• What to work on: Return all of the rows below word for word, leaving the pictures out.

Excerpts from point annotation data
________
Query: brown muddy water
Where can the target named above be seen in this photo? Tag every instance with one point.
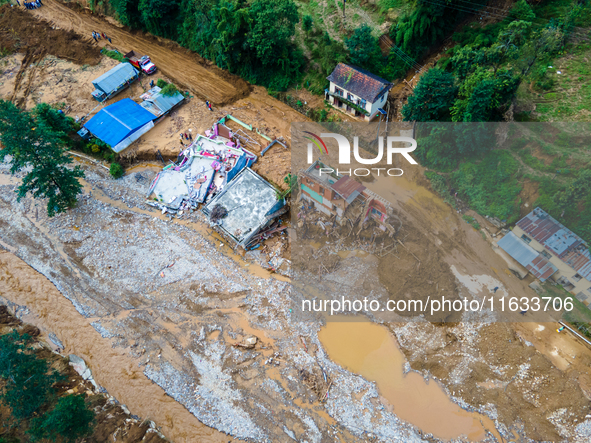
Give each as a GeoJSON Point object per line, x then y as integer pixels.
{"type": "Point", "coordinates": [370, 350]}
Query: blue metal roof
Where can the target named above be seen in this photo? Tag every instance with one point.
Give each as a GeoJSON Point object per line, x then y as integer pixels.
{"type": "Point", "coordinates": [117, 121]}
{"type": "Point", "coordinates": [527, 256]}
{"type": "Point", "coordinates": [111, 80]}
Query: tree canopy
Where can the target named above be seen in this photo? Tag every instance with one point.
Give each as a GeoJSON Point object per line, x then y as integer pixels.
{"type": "Point", "coordinates": [36, 140]}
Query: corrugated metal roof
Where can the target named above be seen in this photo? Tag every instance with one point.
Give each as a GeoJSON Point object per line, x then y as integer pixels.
{"type": "Point", "coordinates": [559, 240]}
{"type": "Point", "coordinates": [159, 104]}
{"type": "Point", "coordinates": [115, 122]}
{"type": "Point", "coordinates": [517, 249]}
{"type": "Point", "coordinates": [358, 81]}
{"type": "Point", "coordinates": [527, 256]}
{"type": "Point", "coordinates": [113, 79]}
{"type": "Point", "coordinates": [346, 186]}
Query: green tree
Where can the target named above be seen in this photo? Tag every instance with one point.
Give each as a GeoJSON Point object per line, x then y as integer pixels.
{"type": "Point", "coordinates": [273, 26]}
{"type": "Point", "coordinates": [160, 17]}
{"type": "Point", "coordinates": [328, 53]}
{"type": "Point", "coordinates": [27, 379]}
{"type": "Point", "coordinates": [543, 43]}
{"type": "Point", "coordinates": [432, 99]}
{"type": "Point", "coordinates": [33, 143]}
{"type": "Point", "coordinates": [363, 48]}
{"type": "Point", "coordinates": [484, 95]}
{"type": "Point", "coordinates": [307, 23]}
{"type": "Point", "coordinates": [70, 419]}
{"type": "Point", "coordinates": [522, 11]}
{"type": "Point", "coordinates": [575, 191]}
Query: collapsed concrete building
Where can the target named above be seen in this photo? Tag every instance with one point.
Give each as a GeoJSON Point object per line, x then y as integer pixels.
{"type": "Point", "coordinates": [251, 204]}
{"type": "Point", "coordinates": [215, 170]}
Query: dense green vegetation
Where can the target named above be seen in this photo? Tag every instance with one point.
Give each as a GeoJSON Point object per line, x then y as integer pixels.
{"type": "Point", "coordinates": [478, 80]}
{"type": "Point", "coordinates": [28, 388]}
{"type": "Point", "coordinates": [36, 141]}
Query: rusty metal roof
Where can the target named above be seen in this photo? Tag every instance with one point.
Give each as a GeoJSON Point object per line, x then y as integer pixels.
{"type": "Point", "coordinates": [358, 81]}
{"type": "Point", "coordinates": [558, 240]}
{"type": "Point", "coordinates": [346, 186]}
{"type": "Point", "coordinates": [527, 256]}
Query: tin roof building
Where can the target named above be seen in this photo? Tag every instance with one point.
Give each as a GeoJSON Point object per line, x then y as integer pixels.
{"type": "Point", "coordinates": [547, 248]}
{"type": "Point", "coordinates": [159, 104]}
{"type": "Point", "coordinates": [120, 124]}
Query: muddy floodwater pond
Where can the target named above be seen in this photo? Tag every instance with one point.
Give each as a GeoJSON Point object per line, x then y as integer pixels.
{"type": "Point", "coordinates": [370, 350]}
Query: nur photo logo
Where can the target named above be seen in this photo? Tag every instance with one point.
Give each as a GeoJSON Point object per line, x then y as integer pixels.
{"type": "Point", "coordinates": [390, 145]}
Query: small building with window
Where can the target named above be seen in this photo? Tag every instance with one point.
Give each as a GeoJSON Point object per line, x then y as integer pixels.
{"type": "Point", "coordinates": [545, 247]}
{"type": "Point", "coordinates": [330, 193]}
{"type": "Point", "coordinates": [356, 91]}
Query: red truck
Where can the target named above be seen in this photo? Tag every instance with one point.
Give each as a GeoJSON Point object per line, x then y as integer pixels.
{"type": "Point", "coordinates": [143, 63]}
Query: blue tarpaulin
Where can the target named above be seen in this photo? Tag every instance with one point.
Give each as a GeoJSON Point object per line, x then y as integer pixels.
{"type": "Point", "coordinates": [119, 124]}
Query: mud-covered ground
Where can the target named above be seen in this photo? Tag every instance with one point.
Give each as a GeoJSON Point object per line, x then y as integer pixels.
{"type": "Point", "coordinates": [166, 295]}
{"type": "Point", "coordinates": [112, 422]}
{"type": "Point", "coordinates": [175, 299]}
{"type": "Point", "coordinates": [169, 301]}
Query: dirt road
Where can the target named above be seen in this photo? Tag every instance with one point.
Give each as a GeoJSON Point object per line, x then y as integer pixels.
{"type": "Point", "coordinates": [186, 68]}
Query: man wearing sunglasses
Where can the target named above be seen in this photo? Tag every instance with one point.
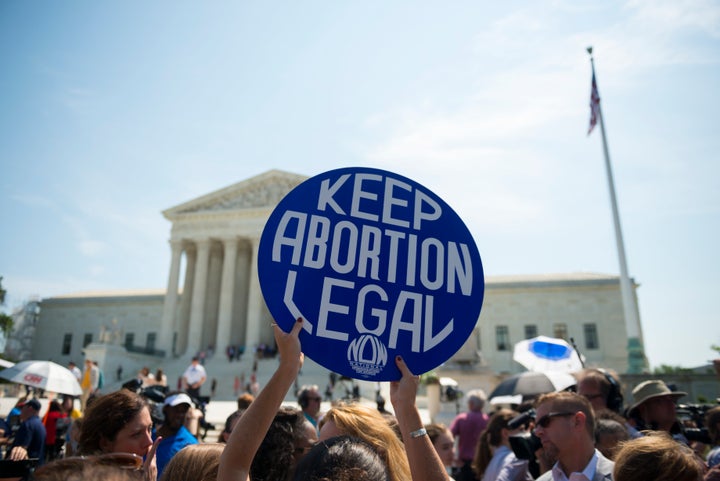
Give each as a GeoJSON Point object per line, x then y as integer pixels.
{"type": "Point", "coordinates": [565, 424]}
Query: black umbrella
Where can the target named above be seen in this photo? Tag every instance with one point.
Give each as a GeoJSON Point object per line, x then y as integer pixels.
{"type": "Point", "coordinates": [531, 384]}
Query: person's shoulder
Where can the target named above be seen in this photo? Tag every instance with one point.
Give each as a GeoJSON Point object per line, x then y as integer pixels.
{"type": "Point", "coordinates": [604, 465]}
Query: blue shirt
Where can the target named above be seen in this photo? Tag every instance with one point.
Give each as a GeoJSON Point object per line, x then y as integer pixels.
{"type": "Point", "coordinates": [170, 445]}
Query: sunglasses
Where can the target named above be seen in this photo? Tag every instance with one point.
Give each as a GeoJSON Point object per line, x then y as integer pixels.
{"type": "Point", "coordinates": [544, 421]}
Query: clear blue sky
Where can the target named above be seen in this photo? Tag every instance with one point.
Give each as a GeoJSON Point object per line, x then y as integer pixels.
{"type": "Point", "coordinates": [114, 111]}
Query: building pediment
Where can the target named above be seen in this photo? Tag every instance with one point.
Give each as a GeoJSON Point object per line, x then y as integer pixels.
{"type": "Point", "coordinates": [262, 191]}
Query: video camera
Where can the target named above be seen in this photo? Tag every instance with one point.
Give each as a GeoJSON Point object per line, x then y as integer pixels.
{"type": "Point", "coordinates": [694, 414]}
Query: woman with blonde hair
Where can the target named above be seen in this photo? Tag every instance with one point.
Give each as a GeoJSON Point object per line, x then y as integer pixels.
{"type": "Point", "coordinates": [352, 419]}
{"type": "Point", "coordinates": [493, 457]}
{"type": "Point", "coordinates": [197, 462]}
________
• Final answer:
Query: brown muddy water
Where can the target named above be seen in this photo? Tag every instance with one point.
Give each as a GeoJSON Point object per line, x then y as integer pixels.
{"type": "Point", "coordinates": [370, 350]}
Query: blue metal roof
Where can the target named above be seen in this photo? Tag every instance with one point.
Give each as a GeoJSON Point object per line, x then y as integer pixels.
{"type": "Point", "coordinates": [117, 121]}
{"type": "Point", "coordinates": [527, 256]}
{"type": "Point", "coordinates": [111, 80]}
Query: tree canopy
Where can the target named above be seen in this photo? Tag every instance with one point.
Give each as a GeoJSON Point object per line, x then y as integer pixels.
{"type": "Point", "coordinates": [36, 140]}
Query: corrugated metal roof
Where can the target named above be seen in this photo? Tag every instance with one point.
Give each as a GeoJSON Point object per line, x then y as integer pixels.
{"type": "Point", "coordinates": [559, 240]}
{"type": "Point", "coordinates": [159, 104]}
{"type": "Point", "coordinates": [115, 122]}
{"type": "Point", "coordinates": [517, 249]}
{"type": "Point", "coordinates": [358, 81]}
{"type": "Point", "coordinates": [527, 256]}
{"type": "Point", "coordinates": [113, 79]}
{"type": "Point", "coordinates": [346, 186]}
Query: green tree
Where can the target named above be seen in this photo? Tag every instance with one point.
Give each as a GeoJSON Point object per line, x then y as integer pixels.
{"type": "Point", "coordinates": [273, 26]}
{"type": "Point", "coordinates": [160, 17]}
{"type": "Point", "coordinates": [328, 53]}
{"type": "Point", "coordinates": [27, 379]}
{"type": "Point", "coordinates": [543, 43]}
{"type": "Point", "coordinates": [432, 99]}
{"type": "Point", "coordinates": [33, 143]}
{"type": "Point", "coordinates": [363, 48]}
{"type": "Point", "coordinates": [484, 95]}
{"type": "Point", "coordinates": [307, 23]}
{"type": "Point", "coordinates": [70, 419]}
{"type": "Point", "coordinates": [522, 11]}
{"type": "Point", "coordinates": [575, 191]}
Query: collapsed concrete building
Where can the target named above be seen in this photo? Tag every instance with one point.
Give each as a GeoJSON Point object per line, x then y as integer pixels.
{"type": "Point", "coordinates": [251, 204]}
{"type": "Point", "coordinates": [215, 170]}
Query: dense green vegetation
Where can the target named above be seen in this photo? Tag every instance with one point.
Give each as a GeoJSON Point object per line, x then y as integer pixels.
{"type": "Point", "coordinates": [478, 80]}
{"type": "Point", "coordinates": [28, 388]}
{"type": "Point", "coordinates": [36, 141]}
Query: rusty metal roof
Where can the target named above be seen in this photo? Tag every instance with one point.
Give each as a GeoJSON Point object per line, x then y as integer pixels.
{"type": "Point", "coordinates": [358, 81]}
{"type": "Point", "coordinates": [558, 240]}
{"type": "Point", "coordinates": [346, 186]}
{"type": "Point", "coordinates": [527, 256]}
Query: tin roof building
Where can the target named above be seen in this photo? Tag every instance with one point.
Give each as a GeoJSON Point object per line, x then y as integer pixels.
{"type": "Point", "coordinates": [547, 248]}
{"type": "Point", "coordinates": [159, 104]}
{"type": "Point", "coordinates": [120, 124]}
Query: muddy floodwater pond
Where can the target named above be seen in this photo? Tag every instance with one point.
Give each as a GeoJSON Point object per line, x then y as integer pixels.
{"type": "Point", "coordinates": [370, 350]}
Query: nur photo logo
Where can the target named above be seen in this photo? Tag every instance with one point.
Give each as a GeoJSON Point object per line, x then y as integer pixels.
{"type": "Point", "coordinates": [390, 145]}
Query: small building with window
Where can the target named above be seen in this photo? Tag every instance with one point.
Give each as a GeoJSON Point object per line, x then y as integer pixels.
{"type": "Point", "coordinates": [545, 247]}
{"type": "Point", "coordinates": [330, 193]}
{"type": "Point", "coordinates": [356, 91]}
Query: red truck
Where can the target named above be seen in this photo? Tag every instance with one point.
Give each as a GeoJSON Point object per line, x then y as integer pixels.
{"type": "Point", "coordinates": [143, 63]}
Query: blue tarpaulin
Where can the target named above be seen in this photo? Tag every instance with one point.
Give each as a GeoJSON Point object per line, x then y as integer pixels.
{"type": "Point", "coordinates": [119, 124]}
Query: mud-covered ground
Where can the target named above be seen in this photo? Tag every instance with one point.
Give each as a GeoJSON Point object per line, x then y as integer pixels.
{"type": "Point", "coordinates": [166, 295]}
{"type": "Point", "coordinates": [112, 422]}
{"type": "Point", "coordinates": [175, 299]}
{"type": "Point", "coordinates": [169, 301]}
Query: dirt road
Where can the target named above be seen in this photo? Tag every instance with one point.
Give each as a GeoJSON Point object per line, x then y as integer pixels.
{"type": "Point", "coordinates": [186, 68]}
Query: man wearing sunglasses
Where can the target named above be seen in this photo? Tag every instance with one point.
Give each as a GeoJSON Point object per line, x then y as integer pixels.
{"type": "Point", "coordinates": [565, 424]}
Query: black umbrella
Where can the target named above be seen in this photo? Tag every instance with one point.
Give each as a GeoJSON Point object per line, x then y as integer pixels.
{"type": "Point", "coordinates": [531, 384]}
Query: person's shoulder
Where can the target named above be seen in this photo? Tag every instance with one point.
Give each as a GeoJSON Point object per line, x then y as integer pixels.
{"type": "Point", "coordinates": [604, 465]}
Query: blue shirt
Where can the target named above be seen in this photo? Tag every instance with one point.
Give each as a GeoJSON Point object per line, x then y as integer pixels.
{"type": "Point", "coordinates": [170, 445]}
Query: sunglasses
Where can the target named above be seen in this photo? Tag every instance with one point.
Give each as a GeoJSON Point object per line, x then y as integer pixels.
{"type": "Point", "coordinates": [544, 421]}
Query: clear blue sky
Where can the target named above be seen in this photo? Tag every instance with one point.
Give each as a GeoJSON Point object per line, x then y as integer pixels.
{"type": "Point", "coordinates": [114, 111]}
Query: building pediment
Where can the target named above be seen in this photo? Tag every instance with one point.
Give each as a GeoJSON Point object per line, x then y as integer pixels.
{"type": "Point", "coordinates": [262, 191]}
Query: video camera
Where can the target named above be seen in this photo? Tag every instance with one point.
Give each as a GeoJSON Point object per line, x then y as integer pixels.
{"type": "Point", "coordinates": [694, 414]}
Query: woman with blonde hair
Where can the target named above be seen in this photo? Tag every instance with one point.
Give each as a GeoJSON Point object per line, x then y as integer pixels.
{"type": "Point", "coordinates": [352, 419]}
{"type": "Point", "coordinates": [493, 457]}
{"type": "Point", "coordinates": [197, 462]}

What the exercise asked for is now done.